- **Instructions for the task**
Reproduce the part of the natural language query engine thread starting at "how many lines" and ending at "was moby dick?".

- **Excerpted passage**

Show HN: A Natural Language Query Engine Without Machine Learning

by youngprogrammeron 10/8/2016, 11:02 AMwith 21 comments

by charlieegan3on 10/8/2016, 12:11 PM

I think you might get better results in the first stage using the dependency parse from CoreNLP - rather than the phrasal parse. Online demo at http://corenlp.run

If you're willing to drop CoreNLP there's also https://demos.explosion.ai/displacy/ that's worth checking out.

by steinsgateon 10/8/2016, 9:18 PM

Nice work! You said that you avoided machine learning because labeled data is hard to find. What about unsupervised approaches?

Frankly speaking, I am a bit skeptical about pattern matching algorithms for answering questions. It would help if you showed some kind of stats about your algorithm's performance on a diverse question set. For example, you can scrape simple quiz questions (and answers) from quiz sites [1] and report back on the performance.

[1] http://www.quiz-zone.co.uk/questionsbydifficulty/1/0/answers...

by drdecaon 10/8/2016, 9:01 PM

In addition to the questions it does answer well, it also has these answers:

Q: "What is purpose" A: "Justin Bieber album" Q: "What is a car?" A: "country in Africa" Q: "What is a male?" A: "capital of Maldives" Q: "What is a female?" A: "human who is female (use with Property:P21 sex or gender). For groups of females use with ''subclass of (P279)''"

my point in this comment is just to say that when it does give an odd answer, it can be funny, not to say that it sometimes gives odd answers.

by mrobon 10/8/2016, 9:18 PM

This seems almost completely useless. I tried ten questions, and only one was answered, incorrectly (Moby Dick question misunderstood, answered as "novel by Herman Melville"). I think even Ask Jeeves back in the 90s had better performance than this. Questions tried:

how many lines of resolution are there in an ntsc television signal?

what is the melting point of tin/lead eutetic solder?

what species of whale was moby dick?

what grain is most often used to make beer?

what is the boiling point of water?

how many chromosomes does a normal human have?

what animal is known as "man's best friend"?

what fps did id software release in 1993?

what is the largest known prime number?

what is the clock rate of the arduino uno?

As a comparison, Google gives 8 correct answers directly (either as an special info box, or as highlighted part of a web page), 1 correct answer as the 2nd search result (Doom), and 1 incorrect answer (largest known prime).

by imhon 10/8/2016, 8:25 PM

These things are always so interesting in their totally inhuman failure cases. It can tell me George Washington was born in 1732, but doesn't know which planet America is on (much less which planet George Washington was born on).

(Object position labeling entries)

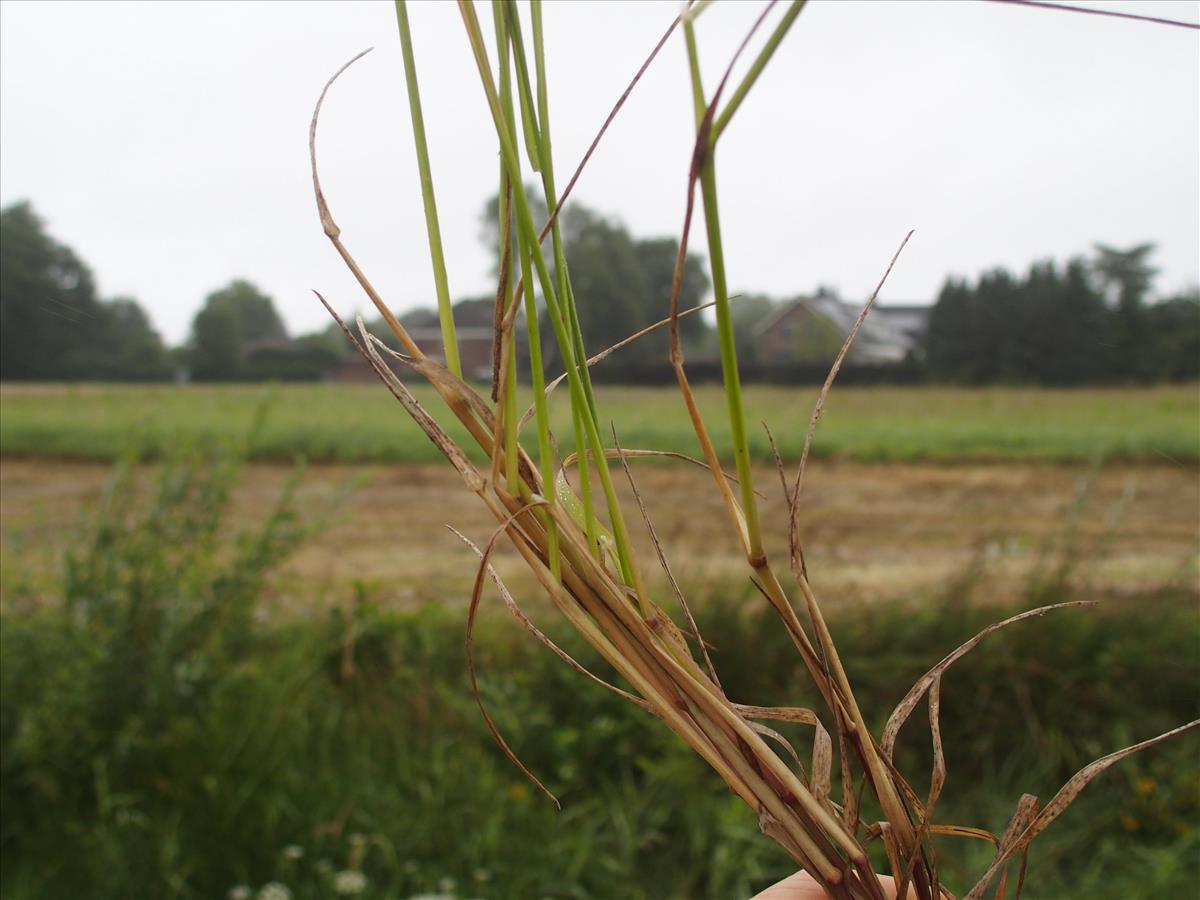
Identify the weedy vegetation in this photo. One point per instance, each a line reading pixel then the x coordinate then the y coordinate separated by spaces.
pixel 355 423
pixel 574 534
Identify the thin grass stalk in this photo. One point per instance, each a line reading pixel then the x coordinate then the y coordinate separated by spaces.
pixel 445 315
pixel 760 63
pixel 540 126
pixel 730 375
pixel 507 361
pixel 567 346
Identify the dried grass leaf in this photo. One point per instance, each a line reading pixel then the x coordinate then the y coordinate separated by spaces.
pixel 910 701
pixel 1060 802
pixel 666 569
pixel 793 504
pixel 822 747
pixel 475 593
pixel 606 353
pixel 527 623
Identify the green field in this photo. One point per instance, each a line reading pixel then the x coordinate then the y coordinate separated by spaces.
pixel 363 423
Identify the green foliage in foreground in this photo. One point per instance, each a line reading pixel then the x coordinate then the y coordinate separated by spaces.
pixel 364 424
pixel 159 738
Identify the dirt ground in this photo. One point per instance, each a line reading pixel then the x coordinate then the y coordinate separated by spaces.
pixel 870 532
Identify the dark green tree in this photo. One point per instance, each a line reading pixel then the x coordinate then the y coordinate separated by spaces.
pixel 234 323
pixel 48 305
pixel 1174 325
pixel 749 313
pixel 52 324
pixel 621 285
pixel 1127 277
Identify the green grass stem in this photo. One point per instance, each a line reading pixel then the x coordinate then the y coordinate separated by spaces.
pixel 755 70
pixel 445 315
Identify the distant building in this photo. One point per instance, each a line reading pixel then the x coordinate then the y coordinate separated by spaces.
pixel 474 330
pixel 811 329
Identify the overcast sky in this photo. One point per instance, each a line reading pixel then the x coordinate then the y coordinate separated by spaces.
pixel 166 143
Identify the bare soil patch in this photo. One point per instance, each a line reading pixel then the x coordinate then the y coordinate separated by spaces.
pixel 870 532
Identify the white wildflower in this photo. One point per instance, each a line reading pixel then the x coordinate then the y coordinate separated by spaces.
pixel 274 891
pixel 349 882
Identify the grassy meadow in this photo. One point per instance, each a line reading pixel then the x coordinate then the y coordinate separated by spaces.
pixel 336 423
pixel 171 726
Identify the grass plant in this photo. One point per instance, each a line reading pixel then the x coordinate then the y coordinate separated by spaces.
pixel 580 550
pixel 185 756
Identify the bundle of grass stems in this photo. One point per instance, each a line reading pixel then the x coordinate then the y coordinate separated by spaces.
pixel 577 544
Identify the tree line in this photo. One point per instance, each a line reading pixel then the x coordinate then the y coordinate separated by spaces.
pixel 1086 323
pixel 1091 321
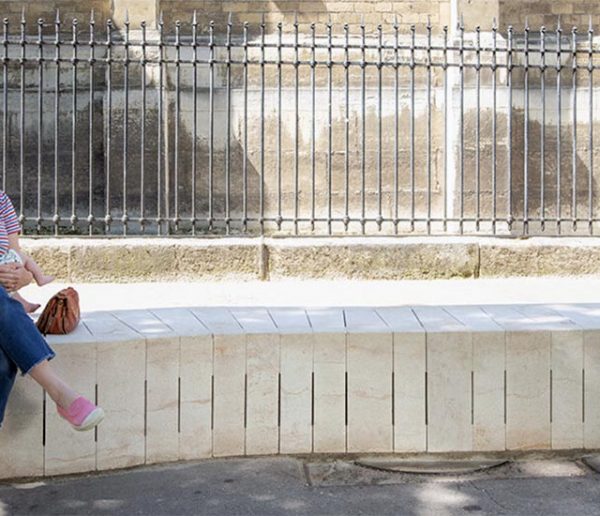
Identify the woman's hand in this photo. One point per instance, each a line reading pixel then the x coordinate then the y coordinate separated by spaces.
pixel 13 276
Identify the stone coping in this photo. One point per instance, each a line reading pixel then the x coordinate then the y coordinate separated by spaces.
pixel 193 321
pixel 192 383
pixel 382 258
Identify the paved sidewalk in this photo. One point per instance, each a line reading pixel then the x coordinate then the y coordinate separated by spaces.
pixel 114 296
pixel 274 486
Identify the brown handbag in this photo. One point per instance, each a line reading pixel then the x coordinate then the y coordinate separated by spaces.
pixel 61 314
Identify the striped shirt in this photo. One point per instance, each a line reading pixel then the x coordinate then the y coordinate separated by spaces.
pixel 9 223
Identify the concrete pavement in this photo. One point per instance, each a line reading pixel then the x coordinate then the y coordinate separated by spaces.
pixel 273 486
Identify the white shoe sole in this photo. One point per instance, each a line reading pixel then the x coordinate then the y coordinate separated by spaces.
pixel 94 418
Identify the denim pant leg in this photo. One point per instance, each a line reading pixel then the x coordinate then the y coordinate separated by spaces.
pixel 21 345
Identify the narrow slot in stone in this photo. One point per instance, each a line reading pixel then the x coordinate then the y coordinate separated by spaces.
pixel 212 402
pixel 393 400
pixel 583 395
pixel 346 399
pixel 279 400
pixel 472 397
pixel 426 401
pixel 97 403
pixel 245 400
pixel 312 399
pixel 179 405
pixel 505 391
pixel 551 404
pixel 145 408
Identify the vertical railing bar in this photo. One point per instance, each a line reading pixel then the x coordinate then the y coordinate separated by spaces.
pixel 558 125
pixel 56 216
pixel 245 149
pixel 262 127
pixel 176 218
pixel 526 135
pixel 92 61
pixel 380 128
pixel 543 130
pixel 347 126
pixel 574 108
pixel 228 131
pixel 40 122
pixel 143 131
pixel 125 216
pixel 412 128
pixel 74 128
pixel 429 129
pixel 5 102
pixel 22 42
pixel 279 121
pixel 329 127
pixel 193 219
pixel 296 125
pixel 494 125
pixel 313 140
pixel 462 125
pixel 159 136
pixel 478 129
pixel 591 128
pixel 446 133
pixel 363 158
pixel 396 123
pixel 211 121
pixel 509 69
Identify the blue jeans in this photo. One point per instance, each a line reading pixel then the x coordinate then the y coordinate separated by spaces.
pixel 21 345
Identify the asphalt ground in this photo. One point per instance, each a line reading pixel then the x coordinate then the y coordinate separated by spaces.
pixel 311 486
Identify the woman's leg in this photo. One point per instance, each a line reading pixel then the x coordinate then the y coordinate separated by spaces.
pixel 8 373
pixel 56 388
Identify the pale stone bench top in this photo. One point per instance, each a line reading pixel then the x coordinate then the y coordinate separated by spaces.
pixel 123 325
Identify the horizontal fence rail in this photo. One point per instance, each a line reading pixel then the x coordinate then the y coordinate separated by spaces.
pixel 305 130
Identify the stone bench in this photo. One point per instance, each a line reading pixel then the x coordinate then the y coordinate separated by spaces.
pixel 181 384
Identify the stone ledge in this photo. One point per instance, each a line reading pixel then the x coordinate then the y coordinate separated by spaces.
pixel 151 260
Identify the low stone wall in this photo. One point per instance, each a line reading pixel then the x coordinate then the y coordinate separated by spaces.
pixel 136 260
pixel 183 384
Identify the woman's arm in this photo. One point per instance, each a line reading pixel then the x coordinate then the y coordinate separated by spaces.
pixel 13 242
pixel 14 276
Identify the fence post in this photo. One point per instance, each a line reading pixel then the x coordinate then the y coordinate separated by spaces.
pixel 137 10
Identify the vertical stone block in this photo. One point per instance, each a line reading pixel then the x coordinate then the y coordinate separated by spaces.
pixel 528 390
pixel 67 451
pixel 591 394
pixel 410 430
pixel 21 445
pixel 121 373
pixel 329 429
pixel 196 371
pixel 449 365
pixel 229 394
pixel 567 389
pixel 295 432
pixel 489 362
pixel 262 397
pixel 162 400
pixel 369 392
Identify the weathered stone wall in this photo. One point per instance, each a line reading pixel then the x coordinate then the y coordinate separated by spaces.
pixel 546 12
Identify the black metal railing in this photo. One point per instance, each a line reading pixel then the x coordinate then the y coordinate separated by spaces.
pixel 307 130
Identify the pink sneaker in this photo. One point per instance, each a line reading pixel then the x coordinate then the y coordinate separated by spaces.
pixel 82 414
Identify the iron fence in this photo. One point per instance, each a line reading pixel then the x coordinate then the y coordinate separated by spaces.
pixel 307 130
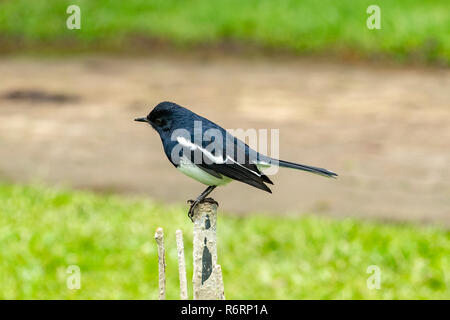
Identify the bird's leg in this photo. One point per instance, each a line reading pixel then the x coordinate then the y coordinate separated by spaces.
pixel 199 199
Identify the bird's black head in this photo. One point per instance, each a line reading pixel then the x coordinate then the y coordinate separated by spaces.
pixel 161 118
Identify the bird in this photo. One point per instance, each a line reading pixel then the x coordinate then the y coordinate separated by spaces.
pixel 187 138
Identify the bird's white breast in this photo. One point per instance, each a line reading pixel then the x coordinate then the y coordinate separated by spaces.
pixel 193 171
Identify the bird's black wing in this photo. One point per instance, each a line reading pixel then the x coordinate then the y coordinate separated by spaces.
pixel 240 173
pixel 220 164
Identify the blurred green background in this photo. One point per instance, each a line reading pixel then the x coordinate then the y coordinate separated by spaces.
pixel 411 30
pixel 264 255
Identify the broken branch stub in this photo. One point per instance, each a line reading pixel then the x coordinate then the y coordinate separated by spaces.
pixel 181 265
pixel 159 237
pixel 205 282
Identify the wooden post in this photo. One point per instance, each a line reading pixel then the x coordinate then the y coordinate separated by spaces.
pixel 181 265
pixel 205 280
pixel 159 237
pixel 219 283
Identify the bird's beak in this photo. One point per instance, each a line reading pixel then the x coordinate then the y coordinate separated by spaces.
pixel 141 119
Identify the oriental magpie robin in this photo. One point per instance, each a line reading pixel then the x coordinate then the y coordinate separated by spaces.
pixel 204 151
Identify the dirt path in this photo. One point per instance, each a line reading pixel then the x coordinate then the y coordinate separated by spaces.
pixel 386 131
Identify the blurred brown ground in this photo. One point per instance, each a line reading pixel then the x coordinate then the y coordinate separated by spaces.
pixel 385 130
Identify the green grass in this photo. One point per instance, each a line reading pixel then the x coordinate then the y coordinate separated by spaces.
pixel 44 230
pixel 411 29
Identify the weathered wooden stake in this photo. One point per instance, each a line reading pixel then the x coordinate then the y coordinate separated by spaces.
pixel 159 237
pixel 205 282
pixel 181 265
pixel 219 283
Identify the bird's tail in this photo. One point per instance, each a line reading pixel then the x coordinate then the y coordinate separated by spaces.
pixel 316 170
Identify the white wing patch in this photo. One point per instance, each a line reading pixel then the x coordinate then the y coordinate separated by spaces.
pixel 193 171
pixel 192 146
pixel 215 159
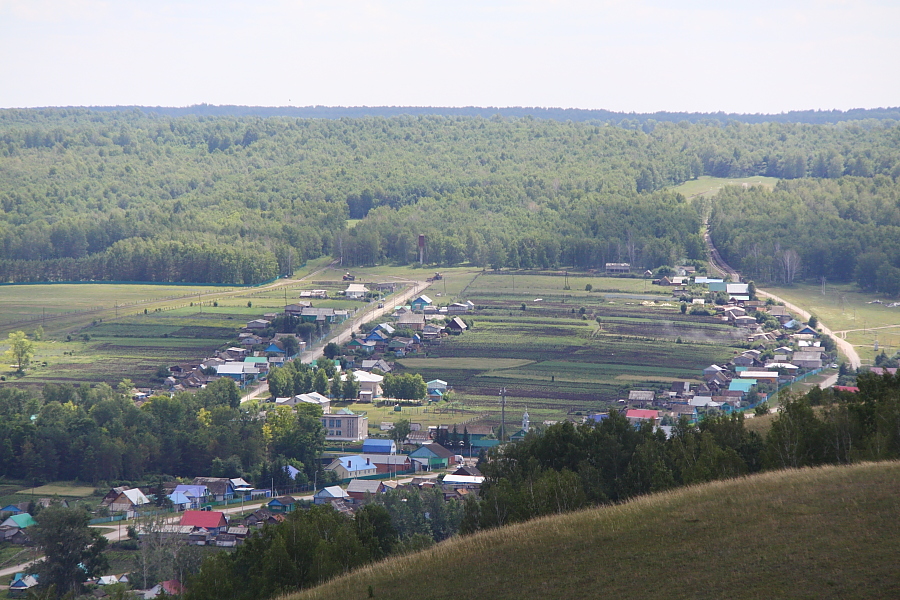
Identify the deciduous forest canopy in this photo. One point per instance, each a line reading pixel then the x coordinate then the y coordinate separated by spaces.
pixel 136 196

- **Solution for this problem**
how many lines of resolution are there in an ntsc television signal?

what is the melting point of tin/lead eutetic solder?

what species of whale was moby dick?